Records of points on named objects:
------------

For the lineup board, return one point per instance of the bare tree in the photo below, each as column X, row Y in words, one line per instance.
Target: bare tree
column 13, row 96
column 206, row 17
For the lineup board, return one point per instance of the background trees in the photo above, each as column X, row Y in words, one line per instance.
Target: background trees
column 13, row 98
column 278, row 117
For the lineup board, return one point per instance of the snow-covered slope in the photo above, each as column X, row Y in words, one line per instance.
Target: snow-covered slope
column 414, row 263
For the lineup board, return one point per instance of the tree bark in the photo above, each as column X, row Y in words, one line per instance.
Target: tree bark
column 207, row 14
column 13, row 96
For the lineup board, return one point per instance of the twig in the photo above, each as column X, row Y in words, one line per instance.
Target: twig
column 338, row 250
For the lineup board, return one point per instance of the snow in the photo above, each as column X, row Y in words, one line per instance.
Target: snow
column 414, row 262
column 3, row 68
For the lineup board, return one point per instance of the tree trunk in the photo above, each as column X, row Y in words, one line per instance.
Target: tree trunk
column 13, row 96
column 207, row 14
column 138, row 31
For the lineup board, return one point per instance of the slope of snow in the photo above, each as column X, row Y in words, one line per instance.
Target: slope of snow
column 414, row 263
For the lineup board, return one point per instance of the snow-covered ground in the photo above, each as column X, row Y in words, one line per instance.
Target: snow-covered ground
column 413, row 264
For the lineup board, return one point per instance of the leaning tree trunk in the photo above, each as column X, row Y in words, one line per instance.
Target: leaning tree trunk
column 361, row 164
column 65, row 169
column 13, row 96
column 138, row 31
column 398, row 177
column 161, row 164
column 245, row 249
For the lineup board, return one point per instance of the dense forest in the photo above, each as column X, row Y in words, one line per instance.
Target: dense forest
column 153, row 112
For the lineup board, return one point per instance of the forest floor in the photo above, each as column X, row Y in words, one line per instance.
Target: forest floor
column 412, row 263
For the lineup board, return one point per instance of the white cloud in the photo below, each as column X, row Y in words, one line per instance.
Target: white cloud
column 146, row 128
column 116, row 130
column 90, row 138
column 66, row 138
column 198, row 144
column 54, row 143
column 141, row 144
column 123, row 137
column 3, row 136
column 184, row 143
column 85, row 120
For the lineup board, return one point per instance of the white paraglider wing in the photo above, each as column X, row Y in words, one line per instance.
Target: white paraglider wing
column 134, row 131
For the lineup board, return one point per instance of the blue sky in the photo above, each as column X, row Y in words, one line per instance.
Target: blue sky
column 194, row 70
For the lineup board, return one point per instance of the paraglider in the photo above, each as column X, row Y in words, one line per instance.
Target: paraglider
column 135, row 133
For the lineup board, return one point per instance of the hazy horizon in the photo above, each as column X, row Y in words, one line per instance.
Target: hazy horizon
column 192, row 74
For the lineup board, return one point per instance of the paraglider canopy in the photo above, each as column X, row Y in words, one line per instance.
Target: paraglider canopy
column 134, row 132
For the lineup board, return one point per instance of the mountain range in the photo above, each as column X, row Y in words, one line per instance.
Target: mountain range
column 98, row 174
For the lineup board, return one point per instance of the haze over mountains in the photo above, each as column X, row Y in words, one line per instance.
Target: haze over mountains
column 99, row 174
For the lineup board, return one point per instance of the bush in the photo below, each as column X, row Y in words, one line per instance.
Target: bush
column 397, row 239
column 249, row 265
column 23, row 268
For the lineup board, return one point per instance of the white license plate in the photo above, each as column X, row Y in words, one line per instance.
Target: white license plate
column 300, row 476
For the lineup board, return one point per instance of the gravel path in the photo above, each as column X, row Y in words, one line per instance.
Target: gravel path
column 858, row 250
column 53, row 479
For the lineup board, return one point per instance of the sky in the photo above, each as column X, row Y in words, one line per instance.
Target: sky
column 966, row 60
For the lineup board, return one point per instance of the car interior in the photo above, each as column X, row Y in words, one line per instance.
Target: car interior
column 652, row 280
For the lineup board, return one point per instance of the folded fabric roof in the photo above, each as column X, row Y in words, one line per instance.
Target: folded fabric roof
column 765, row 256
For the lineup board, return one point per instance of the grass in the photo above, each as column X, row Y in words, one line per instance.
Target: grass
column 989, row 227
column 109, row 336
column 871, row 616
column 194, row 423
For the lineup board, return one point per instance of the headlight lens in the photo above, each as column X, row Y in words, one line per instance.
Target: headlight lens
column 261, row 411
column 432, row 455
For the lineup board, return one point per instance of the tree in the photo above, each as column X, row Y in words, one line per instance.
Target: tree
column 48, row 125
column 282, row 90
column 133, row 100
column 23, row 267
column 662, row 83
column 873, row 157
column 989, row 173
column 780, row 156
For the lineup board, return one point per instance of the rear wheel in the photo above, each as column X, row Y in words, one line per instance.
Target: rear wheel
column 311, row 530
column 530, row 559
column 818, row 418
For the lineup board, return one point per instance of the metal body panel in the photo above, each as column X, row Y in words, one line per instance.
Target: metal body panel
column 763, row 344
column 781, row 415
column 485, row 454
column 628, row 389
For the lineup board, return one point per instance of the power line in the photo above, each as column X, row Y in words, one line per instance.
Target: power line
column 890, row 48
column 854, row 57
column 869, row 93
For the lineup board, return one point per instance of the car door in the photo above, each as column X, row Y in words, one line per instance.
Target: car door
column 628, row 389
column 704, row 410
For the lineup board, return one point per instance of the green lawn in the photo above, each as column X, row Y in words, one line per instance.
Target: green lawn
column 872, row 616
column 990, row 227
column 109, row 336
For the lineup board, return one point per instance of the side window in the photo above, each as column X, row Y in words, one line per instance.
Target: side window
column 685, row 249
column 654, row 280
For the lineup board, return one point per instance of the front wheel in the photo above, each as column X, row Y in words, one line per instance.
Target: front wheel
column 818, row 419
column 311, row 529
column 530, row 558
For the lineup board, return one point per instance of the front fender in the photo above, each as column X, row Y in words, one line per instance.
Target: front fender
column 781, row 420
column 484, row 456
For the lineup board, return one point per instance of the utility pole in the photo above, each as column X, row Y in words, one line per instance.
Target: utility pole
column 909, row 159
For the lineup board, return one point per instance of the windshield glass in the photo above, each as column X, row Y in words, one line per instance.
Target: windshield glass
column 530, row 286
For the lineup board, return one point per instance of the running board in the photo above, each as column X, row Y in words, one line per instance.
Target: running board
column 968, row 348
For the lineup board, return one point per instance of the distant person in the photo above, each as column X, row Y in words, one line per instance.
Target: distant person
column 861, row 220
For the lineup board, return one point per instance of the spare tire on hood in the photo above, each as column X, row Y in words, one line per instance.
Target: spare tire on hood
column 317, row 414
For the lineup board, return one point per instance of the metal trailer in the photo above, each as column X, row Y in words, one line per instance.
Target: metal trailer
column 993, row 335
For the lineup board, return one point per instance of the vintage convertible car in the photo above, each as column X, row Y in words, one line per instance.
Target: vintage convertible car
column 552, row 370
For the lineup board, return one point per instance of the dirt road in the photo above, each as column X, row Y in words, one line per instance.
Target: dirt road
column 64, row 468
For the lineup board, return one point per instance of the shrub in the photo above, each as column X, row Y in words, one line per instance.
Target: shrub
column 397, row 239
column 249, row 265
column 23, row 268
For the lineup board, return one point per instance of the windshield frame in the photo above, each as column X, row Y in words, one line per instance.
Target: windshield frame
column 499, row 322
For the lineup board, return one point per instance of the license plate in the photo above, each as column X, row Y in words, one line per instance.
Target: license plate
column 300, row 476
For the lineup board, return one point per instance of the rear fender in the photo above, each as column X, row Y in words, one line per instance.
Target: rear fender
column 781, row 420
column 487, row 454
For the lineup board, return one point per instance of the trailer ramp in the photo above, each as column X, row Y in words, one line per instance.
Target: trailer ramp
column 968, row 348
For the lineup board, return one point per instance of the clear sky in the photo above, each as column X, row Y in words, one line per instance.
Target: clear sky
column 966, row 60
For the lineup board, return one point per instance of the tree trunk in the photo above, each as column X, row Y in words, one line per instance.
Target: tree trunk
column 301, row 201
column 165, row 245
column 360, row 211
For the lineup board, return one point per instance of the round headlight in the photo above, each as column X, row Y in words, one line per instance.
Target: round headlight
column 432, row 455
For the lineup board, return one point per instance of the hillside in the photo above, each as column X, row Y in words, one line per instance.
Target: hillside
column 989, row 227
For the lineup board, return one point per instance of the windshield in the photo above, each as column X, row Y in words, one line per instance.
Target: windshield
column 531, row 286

------------

*Your task*: Render the data from the line with "of the license" to the line with "column 487, row 454" as a JSON list of strings, one string per line, leaving out any blank lines.

*Answer below*:
[
  "For the lineup board, return one point per instance of the license plate in the photo above, each as column X, row Y in words, one line per instance.",
  "Target: license plate",
  "column 300, row 476",
  "For the lineup board, return one point per instance of the rear fender in the photo above, each as column X, row Y in words, one line per instance.",
  "Target: rear fender",
  "column 781, row 420",
  "column 487, row 454"
]